▸ **Exercise**
Answer these questions from the passage on recreation and Indian culture below:
1. Which policy exposed Gen Y to a different lifestyle?
2. What does LPG stand for?
3. Which factors does the passage name for the change in the male-female rapport paradigm?

▸ **Passage to read**
The idea of recreation has evolved over the years and like everything else that undergoes change it too has its pros and cons. The New Indian Economic Policy of 1991 exposed Gen Y (usually those born somewhere from the late 1970s or early 1980s to the early 2000s) to a life style totally different from that followed by those who came before them. We not only started using global products and services but also consequently began imbibing global ideas and aping global culture. Overtime the threads of this ‘new way of life’ were inevitably sewn into the fabric of Indian culture; for better or for worse. Today, we follow a blend of various cultures; not just those since LPG (Liberalisation Privatisation Globalisation) but even long before that. A classic example of unity in diversity, India has tasted many a foreign rule and is the melting pot of a plethora of traditions, customs and cultures that these foreigners brought with them. How then can one individual or institution decide what ‘Indian culture’ is? One could only state inclusive definitions and not exhaustive ideas of the same.
The lifestyle change ushered in by global exposure trickled down to the minutest of aspects – food, clothes, language…Wearing baggy jeans or donning a tank top doesn’t spell indecency; it’s mere evidence of ‘the change’. In the past decade or so we have witnessed an alteration in the male-female rapport paradigm. This can be attributed to many factors like increasing number of co-ed schools, cumulative effects of gender equality initiatives and portrayal of the new male-female equation by media. It’s not surprising that the youth today enjoy a higher comfort level with members of the opposite gender as opposed to those in the past. Again, enjoying recreational activities with the opposite gender doesn’t spell indecency; it’s mere evidence of ‘the change’. So were these youngsters who were allegedly ‘partying’ at fault?

▸ **Raw data**
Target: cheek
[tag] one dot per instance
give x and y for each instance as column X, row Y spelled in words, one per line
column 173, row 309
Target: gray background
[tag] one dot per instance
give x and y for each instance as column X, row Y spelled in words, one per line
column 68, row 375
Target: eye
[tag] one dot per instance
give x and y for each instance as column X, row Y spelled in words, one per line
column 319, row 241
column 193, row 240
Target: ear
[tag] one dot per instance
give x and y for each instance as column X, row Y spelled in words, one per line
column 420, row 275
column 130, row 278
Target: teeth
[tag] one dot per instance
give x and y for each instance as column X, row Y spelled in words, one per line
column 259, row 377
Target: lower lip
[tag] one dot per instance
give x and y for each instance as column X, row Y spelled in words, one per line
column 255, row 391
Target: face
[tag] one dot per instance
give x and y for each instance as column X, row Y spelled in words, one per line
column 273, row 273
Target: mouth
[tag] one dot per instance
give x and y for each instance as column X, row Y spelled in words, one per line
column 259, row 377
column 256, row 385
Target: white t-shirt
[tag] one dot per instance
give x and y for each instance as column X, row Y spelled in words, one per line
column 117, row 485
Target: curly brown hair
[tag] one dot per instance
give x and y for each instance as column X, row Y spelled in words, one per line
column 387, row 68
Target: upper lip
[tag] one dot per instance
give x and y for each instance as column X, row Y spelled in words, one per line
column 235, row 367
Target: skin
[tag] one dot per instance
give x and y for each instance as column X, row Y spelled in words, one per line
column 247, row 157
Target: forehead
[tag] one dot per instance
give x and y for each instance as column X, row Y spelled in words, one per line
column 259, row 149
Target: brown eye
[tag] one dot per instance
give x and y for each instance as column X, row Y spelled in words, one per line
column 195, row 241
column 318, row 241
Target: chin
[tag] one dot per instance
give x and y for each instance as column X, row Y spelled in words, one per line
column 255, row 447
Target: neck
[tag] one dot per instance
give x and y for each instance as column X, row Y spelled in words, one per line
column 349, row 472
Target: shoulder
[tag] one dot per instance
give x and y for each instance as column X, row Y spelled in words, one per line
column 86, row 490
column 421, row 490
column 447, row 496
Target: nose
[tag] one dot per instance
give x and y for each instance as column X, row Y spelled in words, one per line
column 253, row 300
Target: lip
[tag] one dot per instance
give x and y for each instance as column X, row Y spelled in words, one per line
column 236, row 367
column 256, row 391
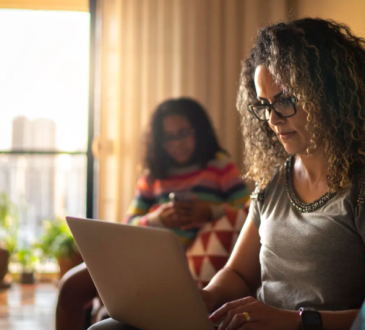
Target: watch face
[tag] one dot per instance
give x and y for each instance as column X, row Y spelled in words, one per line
column 311, row 320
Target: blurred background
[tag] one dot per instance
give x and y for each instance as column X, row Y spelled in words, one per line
column 79, row 80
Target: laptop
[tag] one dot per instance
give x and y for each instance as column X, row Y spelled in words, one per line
column 141, row 275
column 359, row 323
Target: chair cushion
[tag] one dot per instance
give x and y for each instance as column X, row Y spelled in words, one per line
column 213, row 245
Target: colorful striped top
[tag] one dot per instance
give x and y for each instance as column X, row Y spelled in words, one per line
column 219, row 184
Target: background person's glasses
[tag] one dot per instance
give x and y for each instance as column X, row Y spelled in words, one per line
column 284, row 108
column 182, row 135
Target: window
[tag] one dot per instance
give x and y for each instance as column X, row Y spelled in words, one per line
column 44, row 65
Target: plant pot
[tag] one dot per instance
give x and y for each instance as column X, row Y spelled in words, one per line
column 68, row 263
column 4, row 262
column 27, row 278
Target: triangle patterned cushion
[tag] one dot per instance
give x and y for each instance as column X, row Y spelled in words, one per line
column 213, row 246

▸ **Result for this task**
1. The New Indian Economic Policy of 1991.
2. Liberalisation Privatisation Globalisation.
3. The increasing number of co-ed schools, the cumulative effects of gender equality initiatives, and the media's portrayal of the new male-female equation.